A study by the World Health Organisation found that natural blonds are likely to be extinct within 200 years because there are too few people carrying the blond gene. According to the WHO study, the last natural blond is likely to be born in Finland during 2202.
:)
Well this would explain why I used to get run over for blondes *LOL*
Not everything is a conspiracy! Blondes will always be the best and most desired of women. Even in the Stone Age this was true apparently. I guess one could try to say something PC but that's not what I was thinking when I read the Sports Illustrated Swimsuit Issue.
No habla espaniol. But I think you said, yes, you have been busy? lol
"Not everything is a conspiracy!"
Correct, since once everyone gets on the same page, the need for one goes away.
Hahha, no, I *think* (hope) I said "now we are talking" about the men's pics.
Aleutes? Inuits?
Lots of vitamin D in marine fish oils and probaly marine-mammal blubber.These people live off the sea.
You make an interesting point, but there's something you're missing. In much of Asia, the terrain is mountainous and the weather is as cold as in Europe or even more so, yet the people still have dark hair & eyes.
And Eskimos.
Their diets were high in Vitamin D from eating seafood and the animals that ate seafood too. They didn't have to change color to get enough vitamin D.
Northern Chinese are lighter than southern Chinese and the Northern Chinese are descended from the Southern Chinese.
There are many very light skinned Japanese, particularly among the higher nobility (all of whom no longer carry titles) but their families know who they are. Even Cherokee Indians have a substantial light skinned subset, as do other American Indians.
The characteristic probably arose in less than 10 generations. I doubt it will die out quickly, although modern nutrition provides more vitamin D than was readily found in the past.

Referring expression pointing data -
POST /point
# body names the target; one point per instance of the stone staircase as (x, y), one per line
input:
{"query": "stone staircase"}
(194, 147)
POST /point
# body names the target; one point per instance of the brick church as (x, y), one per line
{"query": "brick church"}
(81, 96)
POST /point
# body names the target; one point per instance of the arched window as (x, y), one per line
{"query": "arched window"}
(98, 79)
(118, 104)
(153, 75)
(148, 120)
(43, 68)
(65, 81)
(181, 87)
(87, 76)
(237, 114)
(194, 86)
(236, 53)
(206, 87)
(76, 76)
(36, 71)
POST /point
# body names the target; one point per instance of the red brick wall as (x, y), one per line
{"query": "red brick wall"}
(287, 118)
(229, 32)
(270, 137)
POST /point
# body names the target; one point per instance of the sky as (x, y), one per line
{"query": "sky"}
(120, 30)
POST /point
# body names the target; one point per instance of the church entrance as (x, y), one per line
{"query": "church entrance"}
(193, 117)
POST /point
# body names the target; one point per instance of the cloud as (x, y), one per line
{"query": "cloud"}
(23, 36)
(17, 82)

EXERCISE AIM -
Quote the thread on blond hair from "A study by the" to "the men's pics.". The data is separate material and has no connection to the thread.

RESULT BELOW -
A study by the World Health Organisation found that natural blonds are likely to be extinct within 200 years because there are too few people carrying the blond gene. According to the WHO study, the last natural blond is likely to be born in Finland during 2202.
:)
Well this would explain why I used to get run over for blondes *LOL*
Not everything is a conspiracy! Blondes will always be the best and most desired of women. Even in the Stone Age this was true apparently. I guess one could try to say something PC but that's not what I was thinking when I read the Sports Illustrated Swimsuit Issue.
No habla espaniol. But I think you said, yes, you have been busy? lol
"Not everything is a conspiracy!"
Correct, since once everyone gets on the same page, the need for one goes away.
Hahha, no, I *think* (hope) I said "now we are talking" about the men's pics.